## What you should do
Rewrite the stretch of the data from the line containing "Ground tree trunk in the image above." through the line containing "0,220,370,460", changing "gravel path" to "dirt path" and leaving everything else unchanged.

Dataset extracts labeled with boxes
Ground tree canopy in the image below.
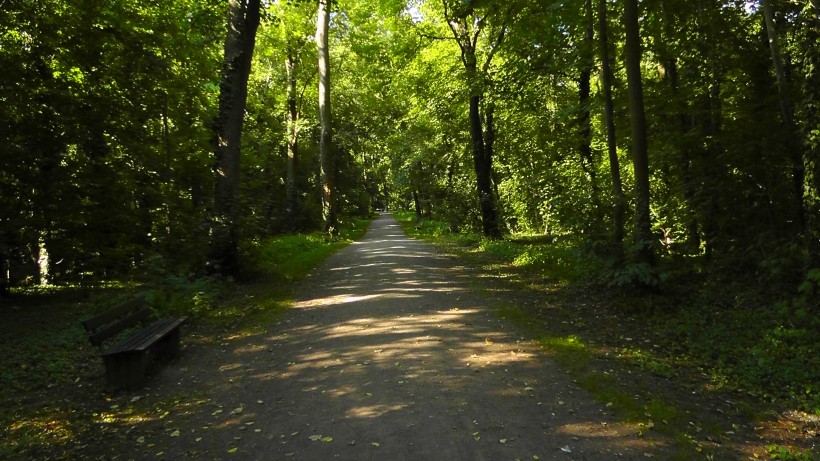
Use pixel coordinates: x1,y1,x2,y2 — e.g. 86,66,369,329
0,0,820,292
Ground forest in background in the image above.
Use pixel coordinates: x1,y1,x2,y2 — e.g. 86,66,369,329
0,0,820,416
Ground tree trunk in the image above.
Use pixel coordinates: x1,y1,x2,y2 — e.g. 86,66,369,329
285,43,300,227
624,0,654,265
598,0,626,265
462,44,501,238
760,0,806,231
484,101,504,228
0,242,11,296
37,232,51,286
316,0,339,235
470,89,501,238
208,0,260,275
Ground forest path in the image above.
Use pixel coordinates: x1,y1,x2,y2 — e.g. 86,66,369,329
131,214,664,460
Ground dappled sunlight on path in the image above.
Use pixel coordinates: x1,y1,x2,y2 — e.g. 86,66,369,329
131,215,657,460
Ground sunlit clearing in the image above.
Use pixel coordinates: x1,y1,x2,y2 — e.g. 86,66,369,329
555,421,635,437
9,416,74,445
293,293,384,309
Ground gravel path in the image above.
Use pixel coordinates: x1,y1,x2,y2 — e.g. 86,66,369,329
125,214,663,460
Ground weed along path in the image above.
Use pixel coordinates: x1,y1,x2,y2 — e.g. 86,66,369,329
97,215,666,460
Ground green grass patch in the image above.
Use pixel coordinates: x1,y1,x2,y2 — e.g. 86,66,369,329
0,220,370,460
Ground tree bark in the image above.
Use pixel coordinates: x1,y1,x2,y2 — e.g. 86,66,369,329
0,241,11,296
443,1,506,239
760,0,806,231
624,0,654,265
208,0,260,276
577,0,600,215
598,0,626,264
316,0,339,235
661,1,700,250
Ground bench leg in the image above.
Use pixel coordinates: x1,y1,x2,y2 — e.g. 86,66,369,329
103,351,149,389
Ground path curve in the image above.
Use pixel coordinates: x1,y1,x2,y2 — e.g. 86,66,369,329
139,214,659,461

## Written response
Ground tree trunk in the image above.
Use pixel coordinates: x1,y1,x2,y2 — e.g. 86,66,369,329
285,43,300,227
624,0,654,265
598,0,626,265
462,44,501,238
760,0,806,231
484,101,504,228
0,242,11,296
37,232,51,286
316,0,339,235
470,89,501,238
208,0,260,275
Ground forest path in the image above.
Use pixel coordinates: x1,y1,x2,y2 — e.g. 86,66,369,329
131,214,664,460
Ground dappled sunlight on path in the image above.
Use pixel coordinates: x1,y1,x2,y2 — e.g. 86,66,369,329
131,215,657,460
Ground sunlit clearing in the image above.
Use pixel coordinates: x1,y1,x2,y2 — e.g. 86,66,369,329
555,421,635,437
9,416,74,445
293,293,384,309
Ground dirt path in the image above.
Use pixel coordinates: x1,y1,x2,y2 — e.g. 86,66,369,329
125,214,663,460
Ground weed along path in the image above.
Use pixel coordinates: x1,y1,x2,y2 — e.g. 86,66,369,329
97,215,666,460
Ground green grass patch in the image above.
Use pixel coordinates: x1,y1,x2,y2 — e.g. 86,66,369,329
0,220,370,460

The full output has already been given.